Pasta at PCC

This article was originally published in April 2011

pasta perfection

Try this recipe for Pasta Con Piselli. For more inspiration, check out Pasta Perfection frm the April Sound Consumer.

Flour, water, sometimes a little egg — pasta is one of those basic foods, like bread, whose ingredients are so simple they seem not worth mentioning. Or are they?

The pastas you’ll find on our shelves are anything but mundane, crafted to suit a variety of diets and dishes. Sure, we have traditional pastas made with fine semolina but be sure to try some of our other varieties, too.

#### YOUR TASKS
[1] In the article about pasta at PCC, which ingredients are named as making up pasta?
[2] Carry the article about pasta at PCC forward, starting right after its last sentence.
The items come from a source unrelated to the pasta article.

[Dataset entries]
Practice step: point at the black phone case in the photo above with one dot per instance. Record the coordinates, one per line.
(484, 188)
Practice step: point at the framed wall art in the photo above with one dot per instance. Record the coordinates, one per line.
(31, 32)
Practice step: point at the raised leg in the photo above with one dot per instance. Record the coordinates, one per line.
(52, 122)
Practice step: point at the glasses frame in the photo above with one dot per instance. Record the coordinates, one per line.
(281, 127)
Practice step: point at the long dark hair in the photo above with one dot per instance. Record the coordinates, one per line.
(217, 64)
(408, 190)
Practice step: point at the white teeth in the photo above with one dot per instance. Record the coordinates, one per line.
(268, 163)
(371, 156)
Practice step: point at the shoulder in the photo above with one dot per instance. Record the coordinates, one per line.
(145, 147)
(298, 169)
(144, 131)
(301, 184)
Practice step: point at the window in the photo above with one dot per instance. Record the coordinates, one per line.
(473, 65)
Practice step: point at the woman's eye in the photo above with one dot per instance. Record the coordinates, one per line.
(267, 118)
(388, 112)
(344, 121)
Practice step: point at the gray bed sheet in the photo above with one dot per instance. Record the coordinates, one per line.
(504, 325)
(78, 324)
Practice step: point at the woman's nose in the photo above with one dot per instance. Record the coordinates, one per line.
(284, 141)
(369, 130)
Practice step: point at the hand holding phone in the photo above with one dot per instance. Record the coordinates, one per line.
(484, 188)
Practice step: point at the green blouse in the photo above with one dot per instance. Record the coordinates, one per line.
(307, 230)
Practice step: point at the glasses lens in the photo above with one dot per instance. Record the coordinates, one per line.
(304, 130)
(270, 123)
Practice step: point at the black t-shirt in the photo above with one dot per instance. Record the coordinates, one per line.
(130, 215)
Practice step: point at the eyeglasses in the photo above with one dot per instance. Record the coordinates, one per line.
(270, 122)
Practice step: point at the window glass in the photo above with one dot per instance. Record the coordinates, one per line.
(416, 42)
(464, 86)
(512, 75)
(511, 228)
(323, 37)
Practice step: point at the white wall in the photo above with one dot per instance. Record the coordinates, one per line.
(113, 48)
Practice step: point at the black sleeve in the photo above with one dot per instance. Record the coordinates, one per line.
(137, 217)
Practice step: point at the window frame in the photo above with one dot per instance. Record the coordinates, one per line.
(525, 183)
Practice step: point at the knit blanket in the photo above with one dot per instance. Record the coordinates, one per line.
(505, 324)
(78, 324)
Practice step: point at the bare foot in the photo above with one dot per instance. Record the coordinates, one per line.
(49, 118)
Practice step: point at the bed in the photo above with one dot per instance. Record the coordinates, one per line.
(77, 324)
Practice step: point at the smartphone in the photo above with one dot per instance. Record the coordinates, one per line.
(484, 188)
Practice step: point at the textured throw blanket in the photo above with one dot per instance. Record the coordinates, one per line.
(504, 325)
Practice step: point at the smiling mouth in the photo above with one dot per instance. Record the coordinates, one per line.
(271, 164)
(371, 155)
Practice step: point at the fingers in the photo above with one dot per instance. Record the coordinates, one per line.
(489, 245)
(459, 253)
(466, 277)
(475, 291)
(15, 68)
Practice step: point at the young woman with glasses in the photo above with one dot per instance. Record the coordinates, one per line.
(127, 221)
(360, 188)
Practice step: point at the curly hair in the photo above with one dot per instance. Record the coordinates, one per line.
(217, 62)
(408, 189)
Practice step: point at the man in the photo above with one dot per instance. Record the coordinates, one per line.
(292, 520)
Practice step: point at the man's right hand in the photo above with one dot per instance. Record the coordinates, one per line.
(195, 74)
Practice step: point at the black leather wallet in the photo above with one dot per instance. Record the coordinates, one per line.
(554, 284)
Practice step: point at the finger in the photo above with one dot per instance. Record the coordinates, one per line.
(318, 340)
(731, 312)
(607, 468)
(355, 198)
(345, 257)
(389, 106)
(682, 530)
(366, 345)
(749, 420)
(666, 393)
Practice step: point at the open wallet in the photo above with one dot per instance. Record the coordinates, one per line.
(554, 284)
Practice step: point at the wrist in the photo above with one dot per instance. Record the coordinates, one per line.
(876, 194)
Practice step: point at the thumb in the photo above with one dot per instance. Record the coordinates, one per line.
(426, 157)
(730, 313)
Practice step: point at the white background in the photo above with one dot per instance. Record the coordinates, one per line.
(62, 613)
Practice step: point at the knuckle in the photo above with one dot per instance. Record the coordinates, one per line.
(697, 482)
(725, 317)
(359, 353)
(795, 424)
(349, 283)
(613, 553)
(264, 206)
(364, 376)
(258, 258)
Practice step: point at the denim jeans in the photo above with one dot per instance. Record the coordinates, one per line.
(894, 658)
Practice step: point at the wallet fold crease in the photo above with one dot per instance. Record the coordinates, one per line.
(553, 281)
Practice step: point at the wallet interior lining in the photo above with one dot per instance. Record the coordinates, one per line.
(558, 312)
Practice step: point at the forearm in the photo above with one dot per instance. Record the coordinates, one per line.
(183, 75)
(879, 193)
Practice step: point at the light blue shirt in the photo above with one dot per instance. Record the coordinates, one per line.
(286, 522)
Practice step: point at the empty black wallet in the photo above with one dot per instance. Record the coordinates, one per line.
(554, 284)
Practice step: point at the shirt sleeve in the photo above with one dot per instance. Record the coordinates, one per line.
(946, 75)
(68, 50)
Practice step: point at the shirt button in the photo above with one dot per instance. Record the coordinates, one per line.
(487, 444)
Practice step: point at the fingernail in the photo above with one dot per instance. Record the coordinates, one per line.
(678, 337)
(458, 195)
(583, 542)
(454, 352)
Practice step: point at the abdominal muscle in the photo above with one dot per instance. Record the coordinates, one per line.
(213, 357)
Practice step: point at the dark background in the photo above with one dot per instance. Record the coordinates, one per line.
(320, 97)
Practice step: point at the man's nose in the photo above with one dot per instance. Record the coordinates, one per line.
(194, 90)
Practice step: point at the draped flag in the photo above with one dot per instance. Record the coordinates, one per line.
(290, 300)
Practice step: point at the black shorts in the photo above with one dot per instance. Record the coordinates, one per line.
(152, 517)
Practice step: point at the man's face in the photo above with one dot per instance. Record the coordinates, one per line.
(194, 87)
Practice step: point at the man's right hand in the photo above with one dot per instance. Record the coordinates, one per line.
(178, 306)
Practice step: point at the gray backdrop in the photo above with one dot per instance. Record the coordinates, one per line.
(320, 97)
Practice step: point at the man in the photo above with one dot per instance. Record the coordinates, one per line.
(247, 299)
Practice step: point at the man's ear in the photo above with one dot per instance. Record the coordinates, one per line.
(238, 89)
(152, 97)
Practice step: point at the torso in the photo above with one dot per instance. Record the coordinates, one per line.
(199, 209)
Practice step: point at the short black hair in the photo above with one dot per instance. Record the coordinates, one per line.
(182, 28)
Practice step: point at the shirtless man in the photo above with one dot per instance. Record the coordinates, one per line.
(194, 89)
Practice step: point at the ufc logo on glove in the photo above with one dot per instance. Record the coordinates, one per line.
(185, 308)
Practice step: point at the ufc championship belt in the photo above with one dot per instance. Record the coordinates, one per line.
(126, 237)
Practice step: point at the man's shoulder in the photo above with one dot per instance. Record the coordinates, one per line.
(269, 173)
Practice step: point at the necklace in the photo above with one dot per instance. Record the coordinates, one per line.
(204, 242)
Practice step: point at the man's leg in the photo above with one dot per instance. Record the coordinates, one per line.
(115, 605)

#### THE ANSWERS
[1] Flour, water, and sometimes a little egg.

[2]
Some are made with spelt, kamut, quinoa, corn or rice. Some are made with healthy sprouted grains. Still others, Japanese noodles called soba, are made of buckwheat, perfect in brothy soups for chilly spring days. From cold pasta salads to steaming Mac and Cheese, our oodles of noodles — packaged or in bulk — are sure to inspire plenty of delicious meals. Here’s a sampling:

Montebello pasta — Artisan Italian pasta made from durum wheat semolina, organically grown on small family farms in Italy. The semolina is ground and combined with pure mountain spring water. Instead of flash drying in ovens, the pasta makers dry the pasta slowly in traditional drying rooms. Spaghetti, penne, conchiglie, strozzapreti and more shapes.

Rising Moon organic ravioli and tortellini — Try imaginative flavors such as Feta-Hazelnut with Butternut Squash, Garlic Gorgonzola with Spinach, or Wild Chanterelle Mushroom. Vegans shouldn’t miss Spinach ravioli, Butternut Squash ravioli, or the Artichoke and Olive variety. Available in the freezer sections.

Fresh pasta — Fresh pasta, delicate and light, is a pleasure to behold. Ours at PCC — pappardelle, fetuccine, linguine and a range of raviolis — are made with semolina flour and fresh eggs. The dough is kneaded, folded, rolled and cut — all by hand.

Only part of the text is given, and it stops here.